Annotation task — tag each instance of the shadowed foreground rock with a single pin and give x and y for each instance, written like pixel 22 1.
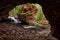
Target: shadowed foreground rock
pixel 10 31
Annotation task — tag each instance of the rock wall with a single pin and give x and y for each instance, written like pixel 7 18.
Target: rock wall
pixel 50 7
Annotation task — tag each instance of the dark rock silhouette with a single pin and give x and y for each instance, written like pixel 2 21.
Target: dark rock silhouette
pixel 50 7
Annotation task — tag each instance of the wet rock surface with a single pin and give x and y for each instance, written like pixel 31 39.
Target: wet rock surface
pixel 11 31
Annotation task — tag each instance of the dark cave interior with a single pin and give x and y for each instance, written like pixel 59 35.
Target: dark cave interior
pixel 50 8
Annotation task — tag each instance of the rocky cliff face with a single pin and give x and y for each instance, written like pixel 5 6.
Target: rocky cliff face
pixel 50 7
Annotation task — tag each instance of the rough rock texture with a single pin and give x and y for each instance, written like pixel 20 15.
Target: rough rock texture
pixel 51 10
pixel 11 31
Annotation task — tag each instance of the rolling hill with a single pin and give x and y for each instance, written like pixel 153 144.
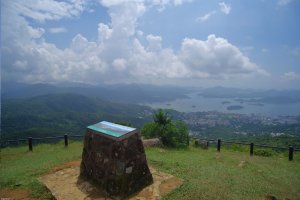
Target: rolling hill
pixel 55 114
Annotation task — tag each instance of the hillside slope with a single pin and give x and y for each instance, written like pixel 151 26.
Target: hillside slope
pixel 206 174
pixel 55 114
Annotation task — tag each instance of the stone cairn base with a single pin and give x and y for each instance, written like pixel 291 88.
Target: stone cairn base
pixel 119 167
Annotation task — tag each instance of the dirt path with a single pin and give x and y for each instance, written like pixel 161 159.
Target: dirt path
pixel 64 184
pixel 14 194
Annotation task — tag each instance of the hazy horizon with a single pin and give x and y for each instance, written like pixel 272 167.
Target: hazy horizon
pixel 190 43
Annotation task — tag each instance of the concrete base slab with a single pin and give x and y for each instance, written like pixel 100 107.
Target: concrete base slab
pixel 64 184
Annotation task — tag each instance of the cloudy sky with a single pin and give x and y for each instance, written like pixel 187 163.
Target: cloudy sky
pixel 252 44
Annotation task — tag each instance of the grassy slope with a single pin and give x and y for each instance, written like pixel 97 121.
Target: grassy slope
pixel 206 174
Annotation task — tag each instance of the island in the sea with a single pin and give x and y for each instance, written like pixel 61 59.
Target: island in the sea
pixel 225 102
pixel 235 107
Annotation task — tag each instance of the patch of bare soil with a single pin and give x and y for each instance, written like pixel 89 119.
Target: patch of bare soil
pixel 14 194
pixel 64 184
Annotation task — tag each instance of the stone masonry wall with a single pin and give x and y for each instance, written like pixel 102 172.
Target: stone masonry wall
pixel 118 167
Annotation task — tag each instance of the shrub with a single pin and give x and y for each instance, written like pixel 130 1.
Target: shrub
pixel 171 133
pixel 263 152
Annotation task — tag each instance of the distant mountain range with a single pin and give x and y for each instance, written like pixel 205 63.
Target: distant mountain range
pixel 127 93
pixel 58 114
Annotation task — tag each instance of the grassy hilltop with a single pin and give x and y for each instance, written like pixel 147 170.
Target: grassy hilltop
pixel 206 173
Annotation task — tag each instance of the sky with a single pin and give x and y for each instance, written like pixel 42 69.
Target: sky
pixel 199 43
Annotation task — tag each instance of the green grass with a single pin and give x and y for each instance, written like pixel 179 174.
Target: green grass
pixel 205 173
pixel 20 168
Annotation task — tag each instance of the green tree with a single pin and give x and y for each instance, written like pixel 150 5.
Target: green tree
pixel 171 133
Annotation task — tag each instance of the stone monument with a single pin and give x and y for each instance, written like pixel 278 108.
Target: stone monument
pixel 113 158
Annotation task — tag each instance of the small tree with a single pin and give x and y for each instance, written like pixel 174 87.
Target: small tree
pixel 171 133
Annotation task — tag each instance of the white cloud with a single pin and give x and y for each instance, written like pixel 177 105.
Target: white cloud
pixel 290 76
pixel 117 55
pixel 225 8
pixel 42 10
pixel 206 16
pixel 216 58
pixel 154 42
pixel 296 52
pixel 284 2
pixel 56 30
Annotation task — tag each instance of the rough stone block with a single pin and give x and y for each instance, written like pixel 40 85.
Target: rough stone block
pixel 113 158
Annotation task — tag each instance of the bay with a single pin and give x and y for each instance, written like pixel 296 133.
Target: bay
pixel 196 103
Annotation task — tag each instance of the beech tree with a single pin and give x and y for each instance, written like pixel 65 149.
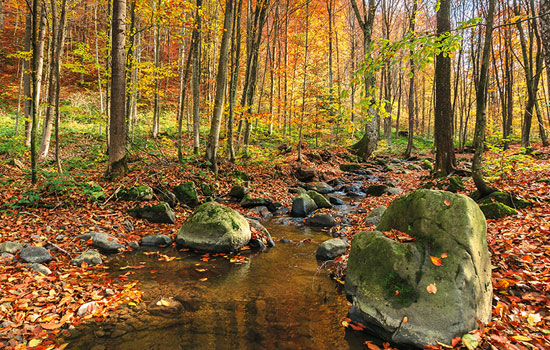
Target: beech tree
pixel 445 156
pixel 117 165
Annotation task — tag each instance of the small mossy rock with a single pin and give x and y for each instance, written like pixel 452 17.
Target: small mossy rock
pixel 320 200
pixel 160 213
pixel 208 189
pixel 441 222
pixel 166 196
pixel 214 228
pixel 302 205
pixel 138 193
pixel 90 257
pixel 427 165
pixel 321 220
pixel 248 202
pixel 17 163
pixel 331 249
pixel 186 193
pixel 238 192
pixel 156 241
pixel 335 201
pixel 103 241
pixel 322 188
pixel 40 269
pixel 10 247
pixel 497 210
pixel 351 167
pixel 455 184
pixel 33 254
pixel 374 216
pixel 506 199
pixel 376 190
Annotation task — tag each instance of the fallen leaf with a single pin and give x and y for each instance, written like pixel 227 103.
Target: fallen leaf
pixel 431 288
pixel 436 261
pixel 470 341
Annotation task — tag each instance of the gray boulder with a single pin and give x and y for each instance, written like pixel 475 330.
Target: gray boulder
pixel 321 220
pixel 10 247
pixel 90 257
pixel 160 213
pixel 103 241
pixel 302 205
pixel 238 192
pixel 138 193
pixel 35 255
pixel 320 200
pixel 329 250
pixel 387 280
pixel 186 193
pixel 156 241
pixel 214 228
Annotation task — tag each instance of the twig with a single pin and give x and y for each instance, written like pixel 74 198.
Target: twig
pixel 111 196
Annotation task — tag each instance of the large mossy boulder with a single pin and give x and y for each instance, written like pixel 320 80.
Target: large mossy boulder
pixel 320 200
pixel 186 193
pixel 388 280
pixel 137 193
pixel 302 205
pixel 214 228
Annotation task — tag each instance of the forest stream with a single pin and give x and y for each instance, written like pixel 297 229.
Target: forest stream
pixel 276 299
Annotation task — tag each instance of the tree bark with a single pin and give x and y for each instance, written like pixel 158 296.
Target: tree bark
pixel 366 146
pixel 221 84
pixel 481 105
pixel 196 76
pixel 445 157
pixel 117 126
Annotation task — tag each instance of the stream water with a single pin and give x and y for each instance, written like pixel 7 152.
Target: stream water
pixel 278 299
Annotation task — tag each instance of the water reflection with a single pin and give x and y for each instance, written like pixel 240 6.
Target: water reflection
pixel 277 300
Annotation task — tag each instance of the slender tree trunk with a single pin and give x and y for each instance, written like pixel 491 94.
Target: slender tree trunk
pixel 410 104
pixel 303 112
pixel 481 105
pixel 366 146
pixel 221 84
pixel 445 158
pixel 196 79
pixel 235 64
pixel 117 127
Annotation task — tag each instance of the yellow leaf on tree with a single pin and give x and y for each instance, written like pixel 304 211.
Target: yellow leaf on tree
pixel 34 342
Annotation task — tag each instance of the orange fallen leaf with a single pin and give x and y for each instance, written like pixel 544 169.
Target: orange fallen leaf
pixel 436 261
pixel 432 289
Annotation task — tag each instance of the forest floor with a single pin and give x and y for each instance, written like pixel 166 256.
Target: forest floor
pixel 36 309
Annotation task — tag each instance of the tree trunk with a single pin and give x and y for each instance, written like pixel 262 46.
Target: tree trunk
pixel 221 82
pixel 196 79
pixel 117 126
pixel 235 65
pixel 303 112
pixel 481 105
pixel 366 146
pixel 410 104
pixel 445 158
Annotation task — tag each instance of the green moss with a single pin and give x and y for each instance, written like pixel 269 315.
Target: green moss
pixel 399 291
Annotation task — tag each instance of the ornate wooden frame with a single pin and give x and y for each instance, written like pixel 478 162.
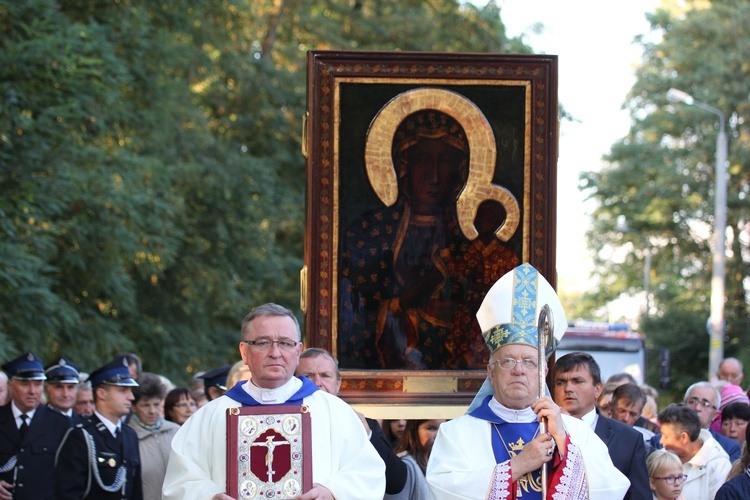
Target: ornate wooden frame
pixel 352 86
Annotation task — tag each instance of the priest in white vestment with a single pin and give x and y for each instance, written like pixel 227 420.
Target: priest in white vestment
pixel 344 463
pixel 496 450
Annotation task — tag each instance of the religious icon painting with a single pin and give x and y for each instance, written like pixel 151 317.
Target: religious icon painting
pixel 268 452
pixel 430 175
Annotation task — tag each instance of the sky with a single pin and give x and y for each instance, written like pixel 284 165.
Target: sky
pixel 593 40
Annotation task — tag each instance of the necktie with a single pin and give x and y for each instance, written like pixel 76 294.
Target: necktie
pixel 24 426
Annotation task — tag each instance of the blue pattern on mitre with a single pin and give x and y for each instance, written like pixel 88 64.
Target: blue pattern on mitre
pixel 510 311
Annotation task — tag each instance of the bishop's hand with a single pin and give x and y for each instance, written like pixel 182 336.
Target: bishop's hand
pixel 536 452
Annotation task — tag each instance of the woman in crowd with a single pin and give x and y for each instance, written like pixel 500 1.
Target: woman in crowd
pixel 737 486
pixel 730 394
pixel 665 475
pixel 734 420
pixel 154 433
pixel 414 449
pixel 179 405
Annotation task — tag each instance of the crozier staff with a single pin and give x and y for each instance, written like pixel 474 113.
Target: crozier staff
pixel 496 450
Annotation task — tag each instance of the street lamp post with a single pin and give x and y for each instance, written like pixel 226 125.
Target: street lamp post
pixel 647 254
pixel 716 321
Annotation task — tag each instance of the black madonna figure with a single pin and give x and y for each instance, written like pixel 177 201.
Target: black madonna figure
pixel 396 298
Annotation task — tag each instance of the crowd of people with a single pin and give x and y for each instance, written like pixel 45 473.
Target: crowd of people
pixel 121 432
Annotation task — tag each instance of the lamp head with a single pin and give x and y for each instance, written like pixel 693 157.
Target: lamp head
pixel 675 95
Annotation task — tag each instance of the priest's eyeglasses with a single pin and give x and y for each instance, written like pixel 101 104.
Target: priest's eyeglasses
pixel 510 363
pixel 700 402
pixel 266 345
pixel 673 479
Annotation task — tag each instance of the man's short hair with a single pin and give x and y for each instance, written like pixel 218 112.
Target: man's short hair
pixel 629 392
pixel 573 360
pixel 619 377
pixel 132 359
pixel 149 386
pixel 314 352
pixel 708 386
pixel 270 309
pixel 661 460
pixel 683 418
pixel 736 410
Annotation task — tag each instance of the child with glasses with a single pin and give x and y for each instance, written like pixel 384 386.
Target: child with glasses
pixel 665 475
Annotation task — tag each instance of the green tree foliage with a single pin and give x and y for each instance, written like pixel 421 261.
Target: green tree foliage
pixel 660 180
pixel 151 182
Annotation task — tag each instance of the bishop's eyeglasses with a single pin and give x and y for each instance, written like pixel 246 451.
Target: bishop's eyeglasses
pixel 266 345
pixel 673 479
pixel 510 363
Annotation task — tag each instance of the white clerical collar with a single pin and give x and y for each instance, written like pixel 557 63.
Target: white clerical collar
pixel 273 396
pixel 111 426
pixel 68 413
pixel 590 418
pixel 525 415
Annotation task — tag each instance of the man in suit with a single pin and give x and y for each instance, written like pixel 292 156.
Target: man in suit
pixel 29 434
pixel 61 387
pixel 322 368
pixel 577 384
pixel 104 439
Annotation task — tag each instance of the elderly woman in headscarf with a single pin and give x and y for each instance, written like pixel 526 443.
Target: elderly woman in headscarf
pixel 154 433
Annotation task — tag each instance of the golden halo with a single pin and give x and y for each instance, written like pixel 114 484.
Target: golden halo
pixel 482 155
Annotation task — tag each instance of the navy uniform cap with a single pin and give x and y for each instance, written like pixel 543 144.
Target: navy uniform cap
pixel 25 367
pixel 113 373
pixel 217 377
pixel 62 371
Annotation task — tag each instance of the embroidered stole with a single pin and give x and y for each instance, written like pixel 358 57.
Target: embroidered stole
pixel 508 439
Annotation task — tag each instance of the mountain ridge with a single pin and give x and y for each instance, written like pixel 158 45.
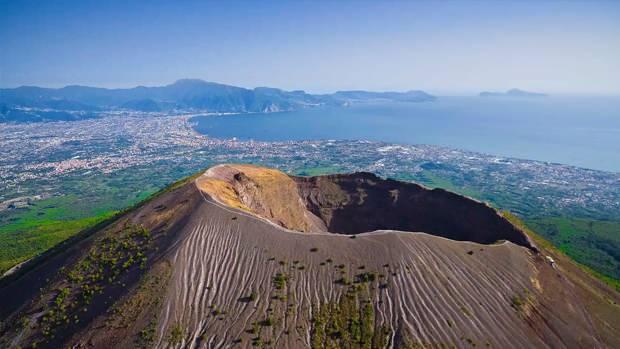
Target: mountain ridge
pixel 182 95
pixel 184 270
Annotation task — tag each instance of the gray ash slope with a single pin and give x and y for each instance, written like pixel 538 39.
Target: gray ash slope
pixel 243 257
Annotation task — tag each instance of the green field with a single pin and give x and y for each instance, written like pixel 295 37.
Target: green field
pixel 86 200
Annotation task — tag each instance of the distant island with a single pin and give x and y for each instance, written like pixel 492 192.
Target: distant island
pixel 515 92
pixel 33 104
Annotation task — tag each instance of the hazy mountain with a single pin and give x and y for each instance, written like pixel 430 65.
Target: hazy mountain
pixel 186 94
pixel 409 96
pixel 515 92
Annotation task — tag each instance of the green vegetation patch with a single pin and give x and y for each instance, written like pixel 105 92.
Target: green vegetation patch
pixel 106 261
pixel 28 236
pixel 348 323
pixel 595 244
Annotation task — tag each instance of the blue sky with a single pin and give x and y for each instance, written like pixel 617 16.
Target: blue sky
pixel 455 47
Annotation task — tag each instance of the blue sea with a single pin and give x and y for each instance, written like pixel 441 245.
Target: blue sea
pixel 579 131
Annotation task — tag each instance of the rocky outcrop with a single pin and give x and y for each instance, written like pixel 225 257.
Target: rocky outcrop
pixel 213 263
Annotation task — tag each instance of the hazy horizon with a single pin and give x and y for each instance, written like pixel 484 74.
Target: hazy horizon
pixel 457 48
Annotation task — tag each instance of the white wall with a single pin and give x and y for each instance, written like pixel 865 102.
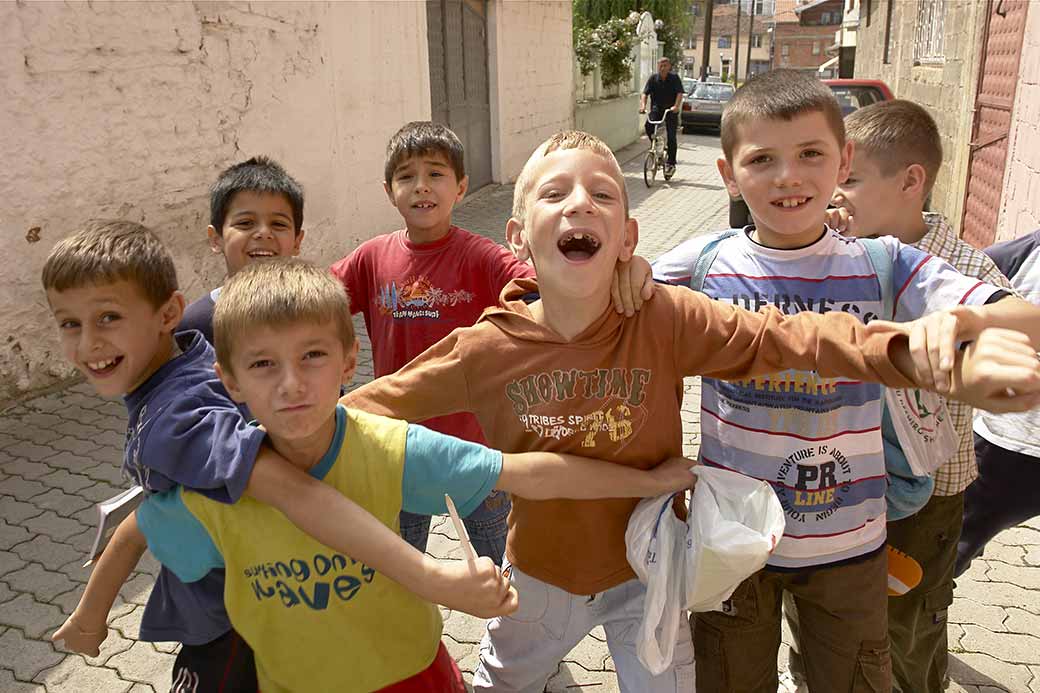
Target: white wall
pixel 131 109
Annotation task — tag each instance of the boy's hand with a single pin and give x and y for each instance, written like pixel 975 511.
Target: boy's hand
pixel 477 588
pixel 933 342
pixel 674 475
pixel 632 284
pixel 999 371
pixel 839 220
pixel 79 640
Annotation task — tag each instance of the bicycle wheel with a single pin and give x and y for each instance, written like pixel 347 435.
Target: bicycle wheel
pixel 649 169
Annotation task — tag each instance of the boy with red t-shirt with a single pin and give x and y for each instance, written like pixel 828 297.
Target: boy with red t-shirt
pixel 418 284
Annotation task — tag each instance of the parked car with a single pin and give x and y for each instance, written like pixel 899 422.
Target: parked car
pixel 703 105
pixel 853 94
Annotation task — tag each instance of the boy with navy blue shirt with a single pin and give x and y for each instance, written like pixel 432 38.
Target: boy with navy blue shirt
pixel 112 289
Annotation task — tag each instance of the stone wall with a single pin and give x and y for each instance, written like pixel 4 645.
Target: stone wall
pixel 1020 200
pixel 131 109
pixel 946 90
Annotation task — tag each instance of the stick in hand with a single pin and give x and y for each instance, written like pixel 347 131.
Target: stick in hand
pixel 467 548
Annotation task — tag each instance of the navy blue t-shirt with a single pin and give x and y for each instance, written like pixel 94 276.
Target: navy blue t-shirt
pixel 183 429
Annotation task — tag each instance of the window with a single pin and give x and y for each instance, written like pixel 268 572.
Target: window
pixel 928 44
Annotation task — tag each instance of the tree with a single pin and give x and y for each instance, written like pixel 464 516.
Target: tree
pixel 674 14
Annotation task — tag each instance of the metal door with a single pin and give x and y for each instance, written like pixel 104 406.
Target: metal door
pixel 994 100
pixel 458 36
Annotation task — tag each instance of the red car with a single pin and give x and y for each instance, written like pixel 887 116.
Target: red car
pixel 853 94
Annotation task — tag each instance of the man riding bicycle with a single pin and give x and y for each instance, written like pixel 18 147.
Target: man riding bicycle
pixel 666 94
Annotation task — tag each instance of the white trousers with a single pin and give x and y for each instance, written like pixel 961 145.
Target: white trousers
pixel 520 651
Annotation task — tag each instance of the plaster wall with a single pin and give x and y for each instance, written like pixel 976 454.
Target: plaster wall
pixel 946 90
pixel 531 79
pixel 131 109
pixel 1020 199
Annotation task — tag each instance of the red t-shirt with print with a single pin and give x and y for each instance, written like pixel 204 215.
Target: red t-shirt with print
pixel 413 296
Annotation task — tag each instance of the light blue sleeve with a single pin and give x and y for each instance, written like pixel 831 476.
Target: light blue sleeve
pixel 436 464
pixel 176 537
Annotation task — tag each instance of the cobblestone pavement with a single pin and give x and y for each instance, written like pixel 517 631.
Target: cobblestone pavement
pixel 59 454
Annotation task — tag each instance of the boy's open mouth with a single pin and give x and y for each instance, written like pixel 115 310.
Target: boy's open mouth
pixel 577 246
pixel 790 203
pixel 103 367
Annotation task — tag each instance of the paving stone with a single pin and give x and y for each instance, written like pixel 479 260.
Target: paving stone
pixel 8 685
pixel 70 483
pixel 1021 575
pixel 105 471
pixel 61 503
pixel 10 561
pixel 53 525
pixel 47 552
pixel 14 510
pixel 26 658
pixel 967 611
pixel 1018 536
pixel 32 617
pixel 23 489
pixel 35 580
pixel 143 664
pixel 1009 646
pixel 1022 621
pixel 25 468
pixel 74 674
pixel 30 451
pixel 11 535
pixel 972 669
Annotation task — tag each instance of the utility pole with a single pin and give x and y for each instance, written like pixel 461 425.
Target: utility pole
pixel 751 33
pixel 736 46
pixel 706 48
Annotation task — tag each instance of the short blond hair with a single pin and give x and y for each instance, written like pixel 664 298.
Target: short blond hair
pixel 107 251
pixel 897 134
pixel 562 140
pixel 276 293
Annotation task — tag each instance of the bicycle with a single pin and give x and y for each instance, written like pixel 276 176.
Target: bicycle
pixel 655 153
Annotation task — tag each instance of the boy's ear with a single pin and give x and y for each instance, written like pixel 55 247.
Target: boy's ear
pixel 351 364
pixel 914 179
pixel 215 239
pixel 630 238
pixel 229 381
pixel 463 187
pixel 172 311
pixel 517 238
pixel 726 172
pixel 845 168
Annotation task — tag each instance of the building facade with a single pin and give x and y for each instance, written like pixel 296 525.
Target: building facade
pixel 102 122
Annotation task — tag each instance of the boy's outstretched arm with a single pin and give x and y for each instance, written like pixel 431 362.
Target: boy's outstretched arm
pixel 338 522
pixel 544 476
pixel 87 626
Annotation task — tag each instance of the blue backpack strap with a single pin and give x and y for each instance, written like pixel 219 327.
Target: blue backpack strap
pixel 707 256
pixel 882 263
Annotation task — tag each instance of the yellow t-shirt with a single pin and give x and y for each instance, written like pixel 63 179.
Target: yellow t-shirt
pixel 313 617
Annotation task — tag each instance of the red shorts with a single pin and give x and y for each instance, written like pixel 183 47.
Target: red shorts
pixel 441 676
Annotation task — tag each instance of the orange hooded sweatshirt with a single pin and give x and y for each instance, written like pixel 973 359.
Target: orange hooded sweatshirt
pixel 614 392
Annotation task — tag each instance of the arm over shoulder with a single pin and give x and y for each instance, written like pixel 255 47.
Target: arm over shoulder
pixel 436 464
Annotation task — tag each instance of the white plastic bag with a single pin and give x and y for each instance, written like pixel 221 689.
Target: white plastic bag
pixel 735 521
pixel 655 544
pixel 924 428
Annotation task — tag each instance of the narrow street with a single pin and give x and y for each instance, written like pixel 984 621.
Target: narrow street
pixel 59 454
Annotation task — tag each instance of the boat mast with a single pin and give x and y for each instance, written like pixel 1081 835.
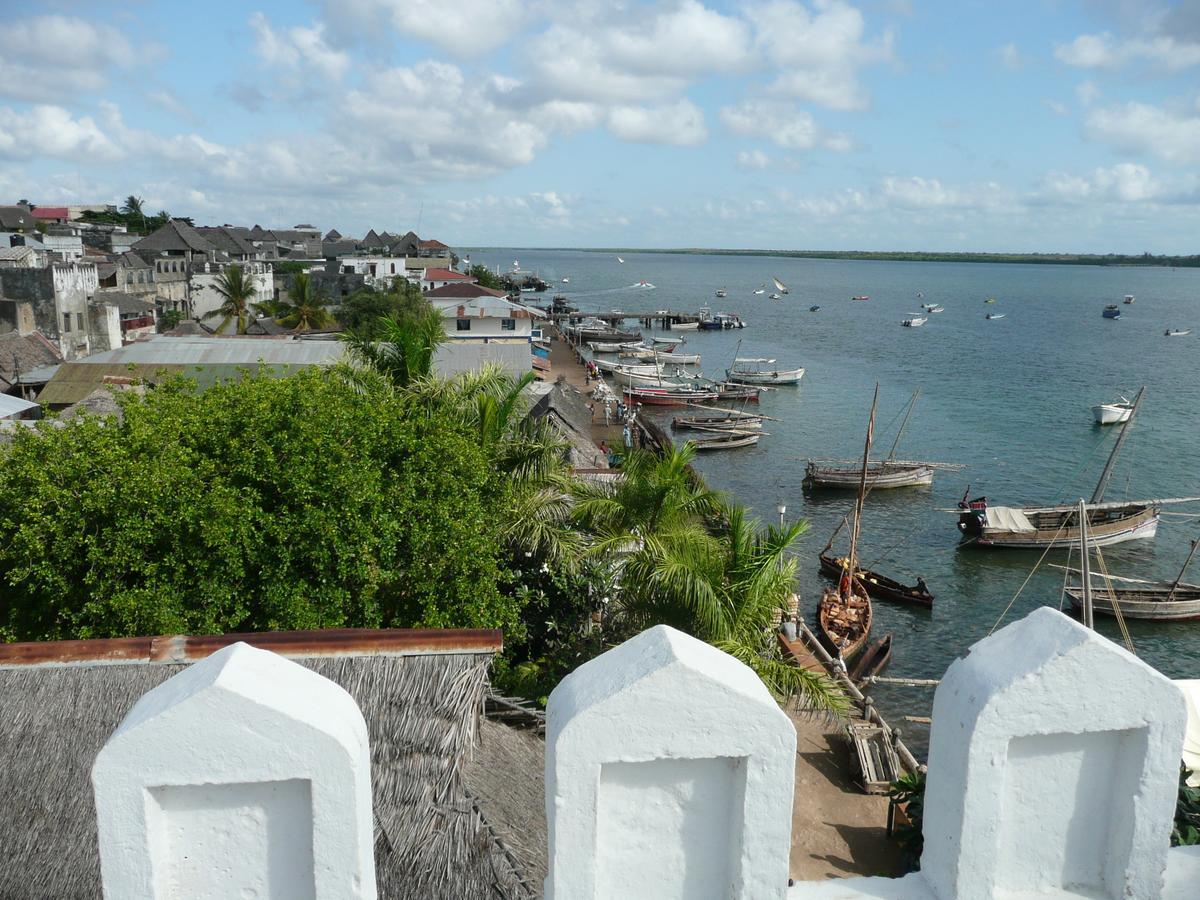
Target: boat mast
pixel 1102 486
pixel 1180 576
pixel 852 559
pixel 1085 567
pixel 895 443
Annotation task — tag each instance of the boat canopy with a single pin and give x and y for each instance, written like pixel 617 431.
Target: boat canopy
pixel 1008 519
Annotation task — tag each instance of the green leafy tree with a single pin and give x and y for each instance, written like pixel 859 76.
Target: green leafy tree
pixel 135 207
pixel 305 310
pixel 485 276
pixel 238 292
pixel 263 503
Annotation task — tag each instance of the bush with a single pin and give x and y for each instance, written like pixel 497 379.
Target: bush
pixel 263 503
+ + + + +
__TASK INSTRUCTIONS__. Print exactly the lines of the listing above starting at the line containing "Annotation task — tag each instance of the hazy mountain" and ending at the line containing "Annotation task — tag each instance of the green vegetation", both included.

__RESPONSE TO THIS EXERCISE__.
Annotation task — tag each instance of the hazy mountain with a single pin and give x and y for each instance, written like pixel 430 65.
Target: hazy mountain
pixel 186 94
pixel 409 96
pixel 515 92
Annotation task — tag each instance of the green vegetation patch with a single pin and give x and y for each instance, written like pixel 105 92.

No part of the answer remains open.